§ **SOURCE EXCERPT**
►

1. Hyperz

    Hyperz Well-Known Member Respected

    Feb 8, 2009
    2,195
    Small heads up. I'm currently working with a client who needs SharpLeech to work on some specific forums. Because of this and because the GPL v2 license requires me to make any changes publicly available there will be a 2.0.1 release which at the very least will add IPB 3.4.x support and improved vBulletin 4.x.x support. Do note that this doesn't mean that the default plugins will be updated. I *might* build plugins for specific sites (for a fee that is) for those that need it after I'm done with the current work.

    The release will posted at https://github.com/Hyperz/SharpLeech/releases when it's done.
     
  2. Hyperz

    Hyperz Well-Known Member Respected

    Feb 8, 2009
    2,195
  3. ausafali

    ausafali New Member Member

    Jun 6, 2012
    902
    thank you
     
  4. scylla

    scylla New Member

    Feb 8, 2011
    7
    Github link is dead, does anyone still have the program that's not in source code?
     
  5. Gavo

    Gavo Super Moderator Staff Member

    Jul 9, 2009
    3,168
  6. scylla

    scylla New Member

    Feb 8, 2011
    7
    Last edited: Jan 30, 2018
  7. Hyperz

    Hyperz Well-Known Member Respected

    Feb 8, 2009
    2,195
    So this thing is ancient. I'm surprised you even got it to post stuff at this point. Back in the day it could scrape from most supported forum software without requiring custom scraping code (with some exceptions). However, said code is 7 years out of date by now and looking back the codebase is complete garbage (hence why I took down the code a long time ago, besides github not liking piracy stuff).

    To get it to scrape the correct topic title you'd have to provide a custom scraping implementation in the plugin xml files. If you're scraping from a phpbb2 forum the easiest way to do that would be to copy/paste the code for the default phpbb2 implementation and edit it and/or look at existing plugins.
     
  8. scylla

    scylla New Member

    Feb 8, 2011
    7
    Sure, it's old but it gets the job done. Compiling it was easier than I thought it would be for someone who barely used visual studio.

◄

Outline data
►

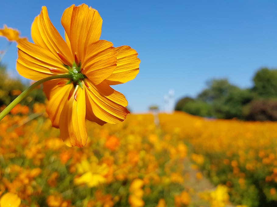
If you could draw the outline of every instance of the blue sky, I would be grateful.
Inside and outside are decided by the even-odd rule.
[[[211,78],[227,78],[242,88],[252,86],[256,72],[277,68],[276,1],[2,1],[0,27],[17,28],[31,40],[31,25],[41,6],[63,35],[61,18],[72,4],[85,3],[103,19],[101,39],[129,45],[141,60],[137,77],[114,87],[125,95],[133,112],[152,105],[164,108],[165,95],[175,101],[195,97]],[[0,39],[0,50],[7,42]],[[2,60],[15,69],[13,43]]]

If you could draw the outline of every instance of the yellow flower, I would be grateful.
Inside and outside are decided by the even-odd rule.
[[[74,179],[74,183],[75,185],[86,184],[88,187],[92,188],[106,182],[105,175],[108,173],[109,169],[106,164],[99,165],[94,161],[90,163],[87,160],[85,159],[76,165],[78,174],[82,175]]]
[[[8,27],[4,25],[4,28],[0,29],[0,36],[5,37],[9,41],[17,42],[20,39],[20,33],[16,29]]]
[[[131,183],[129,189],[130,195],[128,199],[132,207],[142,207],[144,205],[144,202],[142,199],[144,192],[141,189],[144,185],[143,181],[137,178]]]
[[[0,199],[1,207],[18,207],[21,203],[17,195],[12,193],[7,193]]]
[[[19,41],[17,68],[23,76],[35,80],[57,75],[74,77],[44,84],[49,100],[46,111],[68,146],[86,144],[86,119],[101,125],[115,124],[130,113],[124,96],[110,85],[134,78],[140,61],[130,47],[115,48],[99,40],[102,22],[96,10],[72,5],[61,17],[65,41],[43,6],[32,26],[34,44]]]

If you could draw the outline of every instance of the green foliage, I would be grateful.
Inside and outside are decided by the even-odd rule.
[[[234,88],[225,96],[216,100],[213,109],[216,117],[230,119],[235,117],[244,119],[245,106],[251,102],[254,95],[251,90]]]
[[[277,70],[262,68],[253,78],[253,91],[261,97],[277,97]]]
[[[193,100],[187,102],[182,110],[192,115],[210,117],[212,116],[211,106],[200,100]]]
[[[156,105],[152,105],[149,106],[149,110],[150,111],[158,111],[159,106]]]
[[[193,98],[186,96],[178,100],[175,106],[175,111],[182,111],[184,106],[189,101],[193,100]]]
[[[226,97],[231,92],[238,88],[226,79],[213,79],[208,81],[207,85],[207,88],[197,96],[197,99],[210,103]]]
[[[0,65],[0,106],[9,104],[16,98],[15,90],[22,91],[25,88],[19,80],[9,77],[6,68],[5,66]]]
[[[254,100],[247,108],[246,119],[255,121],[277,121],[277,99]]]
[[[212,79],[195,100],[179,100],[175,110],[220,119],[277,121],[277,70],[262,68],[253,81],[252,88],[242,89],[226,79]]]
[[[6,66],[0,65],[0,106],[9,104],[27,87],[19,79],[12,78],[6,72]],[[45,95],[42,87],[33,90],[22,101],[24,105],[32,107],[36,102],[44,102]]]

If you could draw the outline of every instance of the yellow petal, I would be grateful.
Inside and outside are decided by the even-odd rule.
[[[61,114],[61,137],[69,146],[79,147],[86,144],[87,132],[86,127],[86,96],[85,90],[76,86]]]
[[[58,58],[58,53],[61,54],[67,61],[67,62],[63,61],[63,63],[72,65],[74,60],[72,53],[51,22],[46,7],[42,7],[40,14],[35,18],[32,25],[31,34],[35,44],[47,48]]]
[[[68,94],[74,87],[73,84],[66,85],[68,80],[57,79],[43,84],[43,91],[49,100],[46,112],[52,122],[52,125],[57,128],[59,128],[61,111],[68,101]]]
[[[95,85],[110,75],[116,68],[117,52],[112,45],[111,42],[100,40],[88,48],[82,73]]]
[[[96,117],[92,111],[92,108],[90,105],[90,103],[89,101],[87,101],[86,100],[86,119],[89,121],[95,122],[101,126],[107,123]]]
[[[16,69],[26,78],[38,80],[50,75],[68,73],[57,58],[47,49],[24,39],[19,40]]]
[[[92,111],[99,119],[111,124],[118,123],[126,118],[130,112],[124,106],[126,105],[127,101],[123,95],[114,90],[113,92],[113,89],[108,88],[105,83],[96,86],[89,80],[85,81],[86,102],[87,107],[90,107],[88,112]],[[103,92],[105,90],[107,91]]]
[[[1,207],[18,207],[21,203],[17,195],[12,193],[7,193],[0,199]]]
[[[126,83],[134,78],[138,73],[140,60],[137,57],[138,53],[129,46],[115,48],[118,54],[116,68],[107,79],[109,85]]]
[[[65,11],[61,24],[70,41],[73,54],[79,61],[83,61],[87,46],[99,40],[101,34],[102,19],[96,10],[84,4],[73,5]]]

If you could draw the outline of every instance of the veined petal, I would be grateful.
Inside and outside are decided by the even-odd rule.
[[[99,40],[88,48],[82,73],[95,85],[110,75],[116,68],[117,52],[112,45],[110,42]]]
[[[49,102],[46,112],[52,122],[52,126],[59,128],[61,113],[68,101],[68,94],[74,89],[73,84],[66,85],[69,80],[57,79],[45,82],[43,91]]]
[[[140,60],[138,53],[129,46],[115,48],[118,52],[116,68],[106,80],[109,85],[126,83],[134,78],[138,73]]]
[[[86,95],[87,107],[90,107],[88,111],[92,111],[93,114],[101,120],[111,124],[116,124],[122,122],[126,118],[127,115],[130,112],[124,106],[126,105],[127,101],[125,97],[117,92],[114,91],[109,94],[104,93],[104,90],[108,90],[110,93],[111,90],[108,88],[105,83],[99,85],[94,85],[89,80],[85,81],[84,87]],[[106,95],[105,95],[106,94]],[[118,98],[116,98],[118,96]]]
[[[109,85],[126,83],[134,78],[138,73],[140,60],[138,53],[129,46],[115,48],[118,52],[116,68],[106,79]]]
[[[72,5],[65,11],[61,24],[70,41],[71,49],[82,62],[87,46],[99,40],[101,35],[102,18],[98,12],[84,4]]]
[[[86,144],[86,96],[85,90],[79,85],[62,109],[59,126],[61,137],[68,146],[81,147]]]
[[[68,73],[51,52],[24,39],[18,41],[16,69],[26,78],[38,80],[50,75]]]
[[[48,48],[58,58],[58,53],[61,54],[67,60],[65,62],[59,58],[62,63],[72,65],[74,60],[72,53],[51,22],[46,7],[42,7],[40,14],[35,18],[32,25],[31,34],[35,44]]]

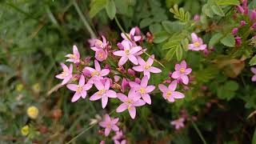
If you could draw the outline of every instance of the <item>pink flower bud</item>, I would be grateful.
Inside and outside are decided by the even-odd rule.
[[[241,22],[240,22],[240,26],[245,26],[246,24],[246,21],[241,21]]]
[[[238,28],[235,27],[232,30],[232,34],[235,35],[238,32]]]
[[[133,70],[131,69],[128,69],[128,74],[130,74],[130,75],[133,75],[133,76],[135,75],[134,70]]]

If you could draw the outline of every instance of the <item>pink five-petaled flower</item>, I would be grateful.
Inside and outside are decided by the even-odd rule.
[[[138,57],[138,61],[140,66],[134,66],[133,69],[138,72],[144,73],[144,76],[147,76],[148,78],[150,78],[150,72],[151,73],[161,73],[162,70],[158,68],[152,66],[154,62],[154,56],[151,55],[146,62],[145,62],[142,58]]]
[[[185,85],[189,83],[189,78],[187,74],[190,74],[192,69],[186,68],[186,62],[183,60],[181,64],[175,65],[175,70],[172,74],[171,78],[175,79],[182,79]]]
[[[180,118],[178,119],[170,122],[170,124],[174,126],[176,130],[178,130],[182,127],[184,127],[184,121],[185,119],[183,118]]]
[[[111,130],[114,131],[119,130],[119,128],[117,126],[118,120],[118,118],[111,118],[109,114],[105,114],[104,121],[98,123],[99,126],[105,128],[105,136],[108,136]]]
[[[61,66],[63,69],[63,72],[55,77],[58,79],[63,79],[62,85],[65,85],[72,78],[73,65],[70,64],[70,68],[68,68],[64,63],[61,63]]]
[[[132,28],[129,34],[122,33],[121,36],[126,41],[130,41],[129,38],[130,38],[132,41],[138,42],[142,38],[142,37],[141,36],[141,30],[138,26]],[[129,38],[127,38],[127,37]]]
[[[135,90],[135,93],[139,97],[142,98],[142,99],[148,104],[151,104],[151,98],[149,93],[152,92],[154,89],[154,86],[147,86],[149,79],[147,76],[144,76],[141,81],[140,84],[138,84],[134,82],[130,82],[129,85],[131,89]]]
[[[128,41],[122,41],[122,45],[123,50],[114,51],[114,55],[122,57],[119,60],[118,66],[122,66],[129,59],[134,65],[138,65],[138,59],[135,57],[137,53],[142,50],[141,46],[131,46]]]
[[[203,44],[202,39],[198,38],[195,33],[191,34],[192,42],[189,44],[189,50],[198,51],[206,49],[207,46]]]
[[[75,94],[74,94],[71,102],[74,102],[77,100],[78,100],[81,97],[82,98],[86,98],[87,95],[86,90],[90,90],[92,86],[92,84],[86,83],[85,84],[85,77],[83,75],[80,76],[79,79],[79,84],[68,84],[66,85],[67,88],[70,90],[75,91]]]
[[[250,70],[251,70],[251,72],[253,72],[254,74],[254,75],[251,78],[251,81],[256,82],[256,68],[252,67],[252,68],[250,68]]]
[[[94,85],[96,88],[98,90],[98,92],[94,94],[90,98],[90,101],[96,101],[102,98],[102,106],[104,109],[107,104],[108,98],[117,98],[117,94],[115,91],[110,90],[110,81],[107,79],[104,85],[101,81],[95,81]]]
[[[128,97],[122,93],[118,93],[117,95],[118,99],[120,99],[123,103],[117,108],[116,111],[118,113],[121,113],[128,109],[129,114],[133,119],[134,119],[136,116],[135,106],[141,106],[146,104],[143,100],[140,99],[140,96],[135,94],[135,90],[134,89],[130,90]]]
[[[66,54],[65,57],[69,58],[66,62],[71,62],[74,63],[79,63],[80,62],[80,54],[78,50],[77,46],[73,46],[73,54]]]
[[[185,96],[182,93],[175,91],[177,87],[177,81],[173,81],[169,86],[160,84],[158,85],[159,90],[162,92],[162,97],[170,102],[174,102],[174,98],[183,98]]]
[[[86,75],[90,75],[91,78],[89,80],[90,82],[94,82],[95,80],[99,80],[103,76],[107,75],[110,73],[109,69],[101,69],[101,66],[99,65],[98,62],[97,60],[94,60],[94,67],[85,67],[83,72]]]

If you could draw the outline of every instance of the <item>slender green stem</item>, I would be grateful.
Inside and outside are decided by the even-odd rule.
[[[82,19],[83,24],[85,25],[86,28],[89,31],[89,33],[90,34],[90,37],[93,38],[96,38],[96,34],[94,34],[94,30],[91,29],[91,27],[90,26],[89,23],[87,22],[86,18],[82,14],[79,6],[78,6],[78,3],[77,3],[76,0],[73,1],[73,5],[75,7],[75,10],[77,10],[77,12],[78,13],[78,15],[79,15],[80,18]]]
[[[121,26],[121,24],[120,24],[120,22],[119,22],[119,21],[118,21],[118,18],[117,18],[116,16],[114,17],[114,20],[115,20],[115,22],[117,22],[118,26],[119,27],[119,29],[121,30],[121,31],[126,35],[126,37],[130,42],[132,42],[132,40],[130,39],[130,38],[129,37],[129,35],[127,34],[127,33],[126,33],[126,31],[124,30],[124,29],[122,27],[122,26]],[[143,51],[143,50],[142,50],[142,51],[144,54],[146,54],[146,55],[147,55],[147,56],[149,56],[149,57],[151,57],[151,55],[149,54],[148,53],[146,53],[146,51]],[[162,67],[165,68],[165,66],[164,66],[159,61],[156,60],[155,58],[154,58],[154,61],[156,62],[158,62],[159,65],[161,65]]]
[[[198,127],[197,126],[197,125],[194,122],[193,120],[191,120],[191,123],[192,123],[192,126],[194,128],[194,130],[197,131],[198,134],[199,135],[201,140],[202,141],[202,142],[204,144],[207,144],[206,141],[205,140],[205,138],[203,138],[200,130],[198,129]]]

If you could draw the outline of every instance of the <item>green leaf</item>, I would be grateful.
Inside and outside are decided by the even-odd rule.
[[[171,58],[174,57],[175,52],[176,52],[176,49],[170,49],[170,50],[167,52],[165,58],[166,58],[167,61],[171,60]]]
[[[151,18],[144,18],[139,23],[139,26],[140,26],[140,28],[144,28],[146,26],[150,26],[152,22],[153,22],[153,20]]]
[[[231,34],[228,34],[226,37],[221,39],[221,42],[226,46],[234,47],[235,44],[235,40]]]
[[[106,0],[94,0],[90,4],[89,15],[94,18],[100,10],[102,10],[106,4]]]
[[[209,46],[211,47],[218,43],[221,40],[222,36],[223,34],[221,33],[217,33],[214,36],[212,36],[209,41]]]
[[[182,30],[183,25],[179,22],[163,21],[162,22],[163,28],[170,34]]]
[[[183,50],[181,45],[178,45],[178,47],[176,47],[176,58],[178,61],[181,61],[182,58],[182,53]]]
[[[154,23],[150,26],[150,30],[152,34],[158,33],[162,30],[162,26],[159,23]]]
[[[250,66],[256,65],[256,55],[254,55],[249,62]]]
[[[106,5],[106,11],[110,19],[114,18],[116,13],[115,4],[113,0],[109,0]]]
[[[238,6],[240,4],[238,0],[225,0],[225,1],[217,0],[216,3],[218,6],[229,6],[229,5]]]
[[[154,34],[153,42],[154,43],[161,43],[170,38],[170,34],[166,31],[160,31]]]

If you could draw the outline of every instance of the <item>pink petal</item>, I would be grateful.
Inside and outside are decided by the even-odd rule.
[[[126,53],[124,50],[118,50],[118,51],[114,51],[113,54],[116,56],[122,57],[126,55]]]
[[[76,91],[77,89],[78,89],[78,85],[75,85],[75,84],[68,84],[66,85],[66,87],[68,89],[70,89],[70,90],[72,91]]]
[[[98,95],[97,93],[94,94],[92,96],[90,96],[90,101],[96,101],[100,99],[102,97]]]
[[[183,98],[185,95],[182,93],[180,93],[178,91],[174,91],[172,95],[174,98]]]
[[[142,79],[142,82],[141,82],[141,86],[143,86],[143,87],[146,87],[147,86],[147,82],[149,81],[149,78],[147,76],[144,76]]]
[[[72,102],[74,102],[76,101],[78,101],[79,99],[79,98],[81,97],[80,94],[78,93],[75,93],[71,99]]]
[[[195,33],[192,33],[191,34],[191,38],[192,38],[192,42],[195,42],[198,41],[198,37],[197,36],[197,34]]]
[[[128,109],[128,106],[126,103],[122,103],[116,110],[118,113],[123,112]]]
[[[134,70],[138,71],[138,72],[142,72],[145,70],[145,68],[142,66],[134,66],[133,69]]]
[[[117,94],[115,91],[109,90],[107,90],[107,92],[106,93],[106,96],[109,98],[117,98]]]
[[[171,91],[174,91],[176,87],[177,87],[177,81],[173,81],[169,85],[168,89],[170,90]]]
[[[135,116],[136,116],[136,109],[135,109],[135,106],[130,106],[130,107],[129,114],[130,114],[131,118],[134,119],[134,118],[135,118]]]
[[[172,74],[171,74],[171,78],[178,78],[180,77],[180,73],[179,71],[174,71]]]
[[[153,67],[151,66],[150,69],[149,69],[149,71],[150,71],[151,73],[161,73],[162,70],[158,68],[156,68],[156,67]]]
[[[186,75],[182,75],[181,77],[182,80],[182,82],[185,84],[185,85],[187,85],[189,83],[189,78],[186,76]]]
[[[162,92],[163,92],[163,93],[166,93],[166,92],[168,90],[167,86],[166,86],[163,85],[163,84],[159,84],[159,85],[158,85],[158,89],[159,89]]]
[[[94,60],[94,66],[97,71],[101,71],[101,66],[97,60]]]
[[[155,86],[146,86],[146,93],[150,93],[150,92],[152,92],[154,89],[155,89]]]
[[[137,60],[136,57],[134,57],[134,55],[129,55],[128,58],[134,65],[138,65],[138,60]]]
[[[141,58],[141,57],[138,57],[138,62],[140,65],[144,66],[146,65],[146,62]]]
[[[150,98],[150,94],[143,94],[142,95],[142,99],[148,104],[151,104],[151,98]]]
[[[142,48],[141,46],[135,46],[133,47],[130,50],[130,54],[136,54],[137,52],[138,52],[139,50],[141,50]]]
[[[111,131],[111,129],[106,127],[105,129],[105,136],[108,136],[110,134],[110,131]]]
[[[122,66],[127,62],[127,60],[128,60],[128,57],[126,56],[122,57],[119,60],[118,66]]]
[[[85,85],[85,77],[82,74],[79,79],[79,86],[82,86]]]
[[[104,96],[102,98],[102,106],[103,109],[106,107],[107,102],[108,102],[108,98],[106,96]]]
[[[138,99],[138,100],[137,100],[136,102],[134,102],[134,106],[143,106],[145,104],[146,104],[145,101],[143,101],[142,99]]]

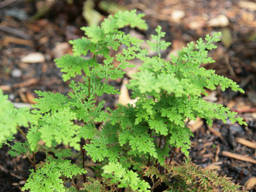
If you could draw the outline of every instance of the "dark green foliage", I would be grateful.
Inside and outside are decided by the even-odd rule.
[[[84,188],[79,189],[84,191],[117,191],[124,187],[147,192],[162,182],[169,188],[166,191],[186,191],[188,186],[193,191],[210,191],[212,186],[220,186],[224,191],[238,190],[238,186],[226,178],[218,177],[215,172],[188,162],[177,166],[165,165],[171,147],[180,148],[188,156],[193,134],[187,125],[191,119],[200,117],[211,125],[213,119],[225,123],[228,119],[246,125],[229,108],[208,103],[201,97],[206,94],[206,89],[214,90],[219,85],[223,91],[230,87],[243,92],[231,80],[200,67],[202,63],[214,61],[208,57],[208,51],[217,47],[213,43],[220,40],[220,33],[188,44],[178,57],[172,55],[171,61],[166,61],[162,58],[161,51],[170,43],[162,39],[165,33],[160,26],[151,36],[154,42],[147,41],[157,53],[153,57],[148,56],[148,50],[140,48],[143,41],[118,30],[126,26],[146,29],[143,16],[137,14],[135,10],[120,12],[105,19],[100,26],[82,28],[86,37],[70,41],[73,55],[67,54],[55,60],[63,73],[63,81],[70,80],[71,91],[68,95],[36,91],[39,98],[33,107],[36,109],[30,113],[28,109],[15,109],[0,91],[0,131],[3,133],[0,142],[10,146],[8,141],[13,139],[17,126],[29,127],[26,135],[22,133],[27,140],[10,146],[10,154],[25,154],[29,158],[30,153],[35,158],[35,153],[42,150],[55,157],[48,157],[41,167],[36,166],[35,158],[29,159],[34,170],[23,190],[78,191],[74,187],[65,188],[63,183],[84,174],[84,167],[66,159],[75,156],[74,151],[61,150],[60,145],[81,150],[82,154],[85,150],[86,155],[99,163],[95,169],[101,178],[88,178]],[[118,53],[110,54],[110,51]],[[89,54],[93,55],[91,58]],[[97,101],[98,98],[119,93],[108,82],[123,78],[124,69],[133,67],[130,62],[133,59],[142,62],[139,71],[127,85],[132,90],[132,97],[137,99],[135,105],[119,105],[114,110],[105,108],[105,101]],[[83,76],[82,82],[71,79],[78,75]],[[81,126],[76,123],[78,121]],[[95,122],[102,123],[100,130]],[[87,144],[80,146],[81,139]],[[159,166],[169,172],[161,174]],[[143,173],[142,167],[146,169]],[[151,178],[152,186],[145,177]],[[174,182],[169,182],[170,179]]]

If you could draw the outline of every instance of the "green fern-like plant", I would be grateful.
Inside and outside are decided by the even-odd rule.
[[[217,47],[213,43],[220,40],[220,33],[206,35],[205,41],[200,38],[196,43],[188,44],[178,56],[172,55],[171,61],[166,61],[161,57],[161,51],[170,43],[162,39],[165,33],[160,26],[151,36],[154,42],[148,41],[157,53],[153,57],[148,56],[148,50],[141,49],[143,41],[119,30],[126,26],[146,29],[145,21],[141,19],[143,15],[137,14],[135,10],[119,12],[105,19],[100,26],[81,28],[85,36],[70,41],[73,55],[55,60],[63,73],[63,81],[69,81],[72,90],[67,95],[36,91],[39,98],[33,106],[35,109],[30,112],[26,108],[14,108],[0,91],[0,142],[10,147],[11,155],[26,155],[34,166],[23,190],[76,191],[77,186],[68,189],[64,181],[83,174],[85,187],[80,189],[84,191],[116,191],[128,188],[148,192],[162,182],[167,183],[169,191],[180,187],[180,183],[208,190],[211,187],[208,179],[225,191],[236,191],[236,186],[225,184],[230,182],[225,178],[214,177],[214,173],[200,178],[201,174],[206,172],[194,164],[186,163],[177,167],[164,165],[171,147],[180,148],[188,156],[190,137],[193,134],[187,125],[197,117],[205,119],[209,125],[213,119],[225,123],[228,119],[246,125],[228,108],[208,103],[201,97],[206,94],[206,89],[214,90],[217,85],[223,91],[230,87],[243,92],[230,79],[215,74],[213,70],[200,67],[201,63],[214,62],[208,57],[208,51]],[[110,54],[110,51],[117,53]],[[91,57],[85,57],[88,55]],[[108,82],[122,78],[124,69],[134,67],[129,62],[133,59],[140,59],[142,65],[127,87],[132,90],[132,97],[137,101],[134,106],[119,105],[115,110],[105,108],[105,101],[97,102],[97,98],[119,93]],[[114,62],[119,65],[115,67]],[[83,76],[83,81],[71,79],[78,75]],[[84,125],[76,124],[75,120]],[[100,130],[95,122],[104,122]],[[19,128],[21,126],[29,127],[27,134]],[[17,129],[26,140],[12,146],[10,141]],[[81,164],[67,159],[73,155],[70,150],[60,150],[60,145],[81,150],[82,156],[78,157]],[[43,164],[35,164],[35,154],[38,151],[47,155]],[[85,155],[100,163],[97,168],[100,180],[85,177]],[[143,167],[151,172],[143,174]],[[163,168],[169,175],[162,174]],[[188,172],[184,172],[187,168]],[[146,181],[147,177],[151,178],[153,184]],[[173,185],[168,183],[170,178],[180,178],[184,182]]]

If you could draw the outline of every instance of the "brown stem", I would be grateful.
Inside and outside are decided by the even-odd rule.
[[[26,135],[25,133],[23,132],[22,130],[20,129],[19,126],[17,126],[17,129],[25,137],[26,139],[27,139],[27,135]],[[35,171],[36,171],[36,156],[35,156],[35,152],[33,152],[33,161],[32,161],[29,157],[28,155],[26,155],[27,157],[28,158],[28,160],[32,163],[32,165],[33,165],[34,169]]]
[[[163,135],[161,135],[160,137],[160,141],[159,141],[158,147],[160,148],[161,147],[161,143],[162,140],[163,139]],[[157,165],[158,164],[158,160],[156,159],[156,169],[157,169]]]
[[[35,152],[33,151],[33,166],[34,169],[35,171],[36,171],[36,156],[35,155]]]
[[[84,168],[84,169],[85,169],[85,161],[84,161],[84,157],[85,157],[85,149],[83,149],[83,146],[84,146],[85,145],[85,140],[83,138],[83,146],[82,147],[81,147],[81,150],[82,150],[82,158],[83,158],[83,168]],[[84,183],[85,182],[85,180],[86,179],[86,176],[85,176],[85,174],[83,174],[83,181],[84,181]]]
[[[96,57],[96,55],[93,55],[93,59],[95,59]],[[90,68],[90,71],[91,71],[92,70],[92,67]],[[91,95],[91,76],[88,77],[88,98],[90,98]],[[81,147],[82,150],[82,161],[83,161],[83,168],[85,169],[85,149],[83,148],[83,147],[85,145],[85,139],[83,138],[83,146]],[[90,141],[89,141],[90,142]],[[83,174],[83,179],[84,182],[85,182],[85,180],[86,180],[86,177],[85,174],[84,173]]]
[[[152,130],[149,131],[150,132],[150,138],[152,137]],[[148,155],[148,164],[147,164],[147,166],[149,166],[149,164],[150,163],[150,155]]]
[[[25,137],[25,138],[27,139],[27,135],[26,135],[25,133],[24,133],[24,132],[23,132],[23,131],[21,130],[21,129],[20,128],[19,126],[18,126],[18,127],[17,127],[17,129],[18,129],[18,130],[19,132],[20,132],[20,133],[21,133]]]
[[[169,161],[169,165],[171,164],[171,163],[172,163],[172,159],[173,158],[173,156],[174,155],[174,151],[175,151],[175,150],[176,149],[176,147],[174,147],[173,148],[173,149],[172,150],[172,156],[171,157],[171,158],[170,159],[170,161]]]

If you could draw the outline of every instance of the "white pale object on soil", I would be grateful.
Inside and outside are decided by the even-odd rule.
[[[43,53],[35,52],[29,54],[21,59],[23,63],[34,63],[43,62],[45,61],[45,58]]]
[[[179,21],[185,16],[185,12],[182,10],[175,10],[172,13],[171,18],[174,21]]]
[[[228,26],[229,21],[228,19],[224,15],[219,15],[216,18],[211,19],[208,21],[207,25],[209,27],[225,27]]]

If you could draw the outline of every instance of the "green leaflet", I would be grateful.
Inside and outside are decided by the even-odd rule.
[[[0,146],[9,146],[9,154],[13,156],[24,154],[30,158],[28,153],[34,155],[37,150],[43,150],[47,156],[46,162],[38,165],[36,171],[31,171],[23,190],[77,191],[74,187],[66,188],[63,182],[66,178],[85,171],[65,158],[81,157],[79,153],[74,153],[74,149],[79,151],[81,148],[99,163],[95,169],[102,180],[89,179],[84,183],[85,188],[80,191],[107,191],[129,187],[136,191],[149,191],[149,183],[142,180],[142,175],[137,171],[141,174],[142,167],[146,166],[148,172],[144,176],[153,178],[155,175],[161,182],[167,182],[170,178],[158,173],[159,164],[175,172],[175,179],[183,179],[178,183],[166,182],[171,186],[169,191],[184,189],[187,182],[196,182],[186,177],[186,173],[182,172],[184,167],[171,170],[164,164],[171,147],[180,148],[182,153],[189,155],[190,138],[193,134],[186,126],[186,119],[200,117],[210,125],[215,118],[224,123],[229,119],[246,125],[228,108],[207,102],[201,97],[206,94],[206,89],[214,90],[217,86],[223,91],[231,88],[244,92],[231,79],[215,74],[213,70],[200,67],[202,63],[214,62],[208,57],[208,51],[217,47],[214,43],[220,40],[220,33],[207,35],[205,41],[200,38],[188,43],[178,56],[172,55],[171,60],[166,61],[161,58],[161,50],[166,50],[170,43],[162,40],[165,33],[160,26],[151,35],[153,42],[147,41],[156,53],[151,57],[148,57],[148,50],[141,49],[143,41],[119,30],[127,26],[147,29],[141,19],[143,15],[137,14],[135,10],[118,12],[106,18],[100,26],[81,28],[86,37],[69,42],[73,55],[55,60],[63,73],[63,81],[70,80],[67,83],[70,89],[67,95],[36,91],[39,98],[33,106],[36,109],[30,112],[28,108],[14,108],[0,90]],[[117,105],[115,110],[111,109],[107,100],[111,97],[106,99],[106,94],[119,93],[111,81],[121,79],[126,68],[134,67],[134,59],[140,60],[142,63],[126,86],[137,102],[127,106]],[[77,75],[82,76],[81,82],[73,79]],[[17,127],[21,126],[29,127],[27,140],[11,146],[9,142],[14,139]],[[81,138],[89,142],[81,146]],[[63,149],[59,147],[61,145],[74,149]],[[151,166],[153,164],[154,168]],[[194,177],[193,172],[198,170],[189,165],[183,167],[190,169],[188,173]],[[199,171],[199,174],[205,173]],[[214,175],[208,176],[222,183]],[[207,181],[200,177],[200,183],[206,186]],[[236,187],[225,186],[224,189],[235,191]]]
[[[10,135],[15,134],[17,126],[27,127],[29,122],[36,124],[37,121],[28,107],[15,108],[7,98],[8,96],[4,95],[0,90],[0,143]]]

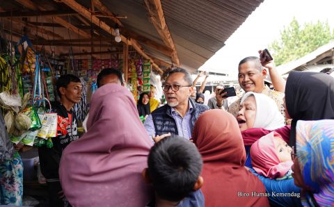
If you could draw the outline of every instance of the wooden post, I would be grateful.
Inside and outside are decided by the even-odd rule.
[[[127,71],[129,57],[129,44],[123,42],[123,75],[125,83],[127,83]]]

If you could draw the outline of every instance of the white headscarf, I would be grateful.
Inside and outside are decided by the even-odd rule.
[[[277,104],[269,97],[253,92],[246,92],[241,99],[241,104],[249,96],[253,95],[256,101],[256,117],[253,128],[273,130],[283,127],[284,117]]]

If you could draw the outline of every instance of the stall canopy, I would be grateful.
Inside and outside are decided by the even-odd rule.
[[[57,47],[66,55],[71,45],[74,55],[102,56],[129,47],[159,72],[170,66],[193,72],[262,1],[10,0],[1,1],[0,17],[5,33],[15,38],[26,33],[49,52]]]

◄

§ **DIRECTIVES**
a. According to the SharpLeech forum thread, which license requires changes to the program to be made publicly available?
b. Please proceed with the SharpLeech forum thread, picking up after its last post.
The data above is separate material, unrelated to the SharpLeech forum thread.

§ **ANSWERS FOR THE TASKS**
a. The GPL v2 license.

b.
    I opened up a xml & "saved as" to prevent overwriting. I think the one I copied was warezbb. I'm not sure which is the default phpbb2 implementation in the sitereaders subfolder. I'm trying to copy over the cheat engine tutorial threads, since recently they deleted their tables forum & are looking for third partys to host content.

    Here's the current cheatengine.xml that I have.

    Code:
    <?xml version="1.0" encoding="utf-8" ?>
    
    <!-- SharpLeech 2.x.x SiteReader Plugin -->
    
    <!-- Version MUST be in x.x.x.x format! -->
    <SiteReader pluginVersion="2.0.0.0" pluginAuthor="Hyperz">
        <Settings>
            <SiteName>Cheatengine</SiteName>
            <BaseUrl>http://forum.cheatengine.org</BaseUrl>
            <TopicsPerPage>45</TopicsPerPage>
          
            <!-- Supported type values are: IP.Board 3.1.4+, IP.Board 3.x.x, IP.Board 2.x.x,
                 vBulletin 4.x.x, vBulletin 3.x.x, phpBB 3.x.x, phpBB 2.x.x -->
            <Type>phpBB 2.x.x</Type>
          
            <!-- If unsure choose ISO-8859-1. Except for phpBB 3 boards, they use UTF-8 by default. -->
            <DefaultEncoding>ISO-8859-1</DefaultEncoding>
          
            <!-- Set to true if the site uses SEO urls, otherwise false. -->
            <AllowRedirects>false</AllowRedirects>
            <UseFriendlyLinks>false</UseFriendlyLinks>
        </Settings>
    
        <Sections>
            <Section title="Cheat Engine Tutorials" id="7" />
          
          
            <!-- If you have an account with VIP access you can un-comment this (:
            <Section title="VIP / Donators Only" id="24" />
            -->
        </Sections>
    
        <!-- Edit this when the site requires custom parsing -->
        <Code>
            <![CDATA[
          
            protected override void Init()
            {
                base.Init();
            }
    
            public override void LoginUser(string username, string password)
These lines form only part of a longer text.